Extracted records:
────
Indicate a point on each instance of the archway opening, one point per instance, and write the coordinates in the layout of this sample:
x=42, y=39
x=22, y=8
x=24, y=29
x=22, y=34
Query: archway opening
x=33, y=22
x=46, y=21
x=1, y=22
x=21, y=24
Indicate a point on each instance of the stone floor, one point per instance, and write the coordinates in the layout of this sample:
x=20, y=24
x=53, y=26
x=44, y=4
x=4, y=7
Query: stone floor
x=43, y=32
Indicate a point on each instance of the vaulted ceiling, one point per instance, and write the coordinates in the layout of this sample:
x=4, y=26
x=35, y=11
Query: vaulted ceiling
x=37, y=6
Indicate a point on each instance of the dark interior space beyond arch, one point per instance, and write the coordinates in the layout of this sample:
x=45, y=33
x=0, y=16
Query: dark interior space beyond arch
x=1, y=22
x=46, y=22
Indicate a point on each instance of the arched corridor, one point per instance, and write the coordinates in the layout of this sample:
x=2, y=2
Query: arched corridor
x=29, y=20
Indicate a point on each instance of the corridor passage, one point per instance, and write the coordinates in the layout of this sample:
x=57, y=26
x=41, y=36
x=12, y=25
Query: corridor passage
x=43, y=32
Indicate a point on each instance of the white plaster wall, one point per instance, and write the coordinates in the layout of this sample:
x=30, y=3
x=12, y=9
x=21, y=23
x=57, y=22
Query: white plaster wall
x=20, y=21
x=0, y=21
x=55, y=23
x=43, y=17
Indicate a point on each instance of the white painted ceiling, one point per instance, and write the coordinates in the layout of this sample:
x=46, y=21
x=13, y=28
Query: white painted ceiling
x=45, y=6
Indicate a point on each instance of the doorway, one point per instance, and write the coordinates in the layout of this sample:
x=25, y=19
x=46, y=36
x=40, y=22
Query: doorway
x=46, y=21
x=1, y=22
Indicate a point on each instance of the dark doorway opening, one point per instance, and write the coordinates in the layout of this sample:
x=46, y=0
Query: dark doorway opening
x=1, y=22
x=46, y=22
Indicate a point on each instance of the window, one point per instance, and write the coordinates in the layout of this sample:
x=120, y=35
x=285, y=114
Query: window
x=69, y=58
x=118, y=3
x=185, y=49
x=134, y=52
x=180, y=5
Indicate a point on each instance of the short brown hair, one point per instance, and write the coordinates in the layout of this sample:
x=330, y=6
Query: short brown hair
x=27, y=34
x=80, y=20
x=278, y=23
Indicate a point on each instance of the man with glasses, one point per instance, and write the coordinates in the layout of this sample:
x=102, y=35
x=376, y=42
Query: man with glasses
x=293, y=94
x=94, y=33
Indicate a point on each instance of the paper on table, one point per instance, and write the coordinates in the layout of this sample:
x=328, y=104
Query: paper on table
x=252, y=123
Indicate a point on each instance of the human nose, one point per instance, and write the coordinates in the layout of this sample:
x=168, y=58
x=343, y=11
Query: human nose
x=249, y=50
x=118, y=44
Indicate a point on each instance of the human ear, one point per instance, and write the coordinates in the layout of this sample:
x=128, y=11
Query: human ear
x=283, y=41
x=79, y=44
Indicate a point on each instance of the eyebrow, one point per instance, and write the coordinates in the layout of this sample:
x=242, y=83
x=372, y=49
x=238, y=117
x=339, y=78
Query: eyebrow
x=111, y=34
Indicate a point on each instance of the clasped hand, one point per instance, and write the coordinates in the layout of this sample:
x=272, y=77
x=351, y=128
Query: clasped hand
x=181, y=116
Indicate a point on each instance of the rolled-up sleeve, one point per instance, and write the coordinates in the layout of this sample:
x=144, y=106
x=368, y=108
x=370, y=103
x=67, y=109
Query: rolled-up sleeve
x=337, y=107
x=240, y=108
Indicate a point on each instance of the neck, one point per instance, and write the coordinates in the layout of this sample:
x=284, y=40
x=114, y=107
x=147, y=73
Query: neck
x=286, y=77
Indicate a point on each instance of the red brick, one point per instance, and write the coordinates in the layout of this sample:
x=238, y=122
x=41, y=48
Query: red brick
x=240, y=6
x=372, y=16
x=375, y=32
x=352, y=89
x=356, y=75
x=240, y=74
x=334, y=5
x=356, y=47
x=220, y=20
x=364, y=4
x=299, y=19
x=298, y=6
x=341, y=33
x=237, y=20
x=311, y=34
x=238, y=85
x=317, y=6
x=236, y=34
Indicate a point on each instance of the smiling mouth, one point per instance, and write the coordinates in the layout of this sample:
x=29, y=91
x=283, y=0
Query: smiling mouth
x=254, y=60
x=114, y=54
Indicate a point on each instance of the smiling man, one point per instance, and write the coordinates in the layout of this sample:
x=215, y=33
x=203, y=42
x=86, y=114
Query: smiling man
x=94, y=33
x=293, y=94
────
-- Task prompt --
Give the data again, exactly as it appears above.

-- Answer area --
Indicate a point on each instance of the archway opening, one point per instance, and write the coordinates in the layout of this sample:
x=42, y=39
x=22, y=8
x=24, y=29
x=22, y=34
Query: archway opening
x=33, y=22
x=46, y=21
x=1, y=22
x=21, y=24
Indicate a point on each instance of the stone floor, one point per instance, and write the coordinates in the layout of this sample:
x=20, y=24
x=53, y=26
x=44, y=4
x=4, y=7
Query: stone floor
x=43, y=32
Indicate a point on each instance of the vaulted ceiling, one point per instance, and write the coordinates in the layout of this sample:
x=4, y=26
x=35, y=11
Query: vaulted ceiling
x=37, y=6
Indicate a point on each instance of the dark interior space beyond arch, one point per instance, and write the coordinates in the layout of this sample:
x=45, y=33
x=0, y=16
Query: dark interior space beyond arch
x=1, y=22
x=46, y=22
Indicate a point on each instance of the arched corridor, one point per instance, and write the coordinates in the layout of this sample:
x=2, y=2
Query: arched corridor
x=29, y=20
Indicate a point on each instance of the corridor passage, one point per instance, and write the coordinates in the layout of this sample:
x=57, y=26
x=41, y=36
x=12, y=25
Query: corridor passage
x=43, y=32
Indicate a point on each instance of the white plaster wall, one point per instance, and write the coordinates in the layout of this sample:
x=30, y=3
x=12, y=9
x=21, y=23
x=57, y=22
Query: white plaster wall
x=20, y=21
x=0, y=21
x=55, y=23
x=43, y=17
Indicate a point on each instance of the white painted ceiling, one point per instance, and write the coordinates in the layout of this sample:
x=46, y=21
x=13, y=28
Query: white painted ceiling
x=45, y=6
Indicate a point on each instance of the doorway, one point per instance, and write the coordinates in the layout of this sample:
x=25, y=19
x=46, y=36
x=40, y=22
Query: doorway
x=46, y=21
x=1, y=22
Indicate a point on each instance of the dark doorway opening, one point per instance, and write the coordinates in the layout of this sample:
x=46, y=0
Query: dark doorway opening
x=1, y=22
x=46, y=22
Indicate a point on each instance of the window, one point per instance, and write the coordinates in the layout of this sample:
x=120, y=35
x=285, y=114
Query: window
x=69, y=58
x=118, y=3
x=185, y=49
x=134, y=52
x=180, y=5
Indicate a point on each instance of the short brown hair, one point per instance, and write the coordinates in the layout of this sample:
x=330, y=6
Query: short brown hair
x=27, y=34
x=80, y=20
x=278, y=23
Indicate a point on each instance of the man with glasses, one point per instance, and write the coordinates in the layout of this sample:
x=102, y=35
x=376, y=42
Query: man with glasses
x=293, y=94
x=94, y=33
Indicate a point on each instance of the paper on table, one point per instance, and write the coordinates in the layout of this sample:
x=328, y=104
Query: paper on table
x=252, y=123
Indicate a point on each instance of the human nose, one point per instance, and write the coordinates in the layout of this sample:
x=168, y=58
x=343, y=11
Query: human nose
x=249, y=50
x=118, y=44
Indicate a point on each instance of the human ear, one point per instance, and write the coordinates in the layout of this sample:
x=128, y=11
Query: human ear
x=283, y=41
x=79, y=44
Indicate a point on each instance of the eyebrow, one point per instance, and write the coordinates in the layout of this sample:
x=242, y=83
x=372, y=49
x=238, y=117
x=339, y=78
Query: eyebrow
x=111, y=34
Indicate a point on each instance of the clasped hand, one point per instance, and write the coordinates in the layout of this sample:
x=272, y=77
x=351, y=128
Query: clasped hand
x=181, y=116
Indicate a point on each instance of the rolled-up sleeve, one point per instance, and write the coordinates in the layout of this sample:
x=144, y=106
x=368, y=108
x=370, y=103
x=67, y=109
Query: rolled-up sleeve
x=337, y=107
x=240, y=108
Indicate a point on each instance of the neck, one point per instance, and write the coordinates in the layout of this sample:
x=284, y=40
x=114, y=107
x=147, y=73
Query: neck
x=286, y=77
Indicate a point on each instance of the red brick, one point per instance, and write the coordinates in the layout of this sample:
x=238, y=122
x=41, y=48
Query: red brick
x=240, y=6
x=372, y=16
x=375, y=32
x=352, y=89
x=356, y=75
x=240, y=74
x=334, y=5
x=356, y=47
x=220, y=20
x=364, y=4
x=299, y=19
x=298, y=6
x=341, y=33
x=237, y=20
x=311, y=34
x=238, y=85
x=317, y=6
x=236, y=34
Indicate a point on each instance of the smiling mouth, one point per instance, and write the coordinates in the layout of this sample:
x=29, y=91
x=283, y=0
Query: smiling mouth
x=254, y=60
x=114, y=54
Indicate a point on each instance of the smiling man, one point per instance, and write the coordinates in the layout of this sample:
x=215, y=33
x=203, y=42
x=86, y=114
Query: smiling man
x=94, y=33
x=293, y=94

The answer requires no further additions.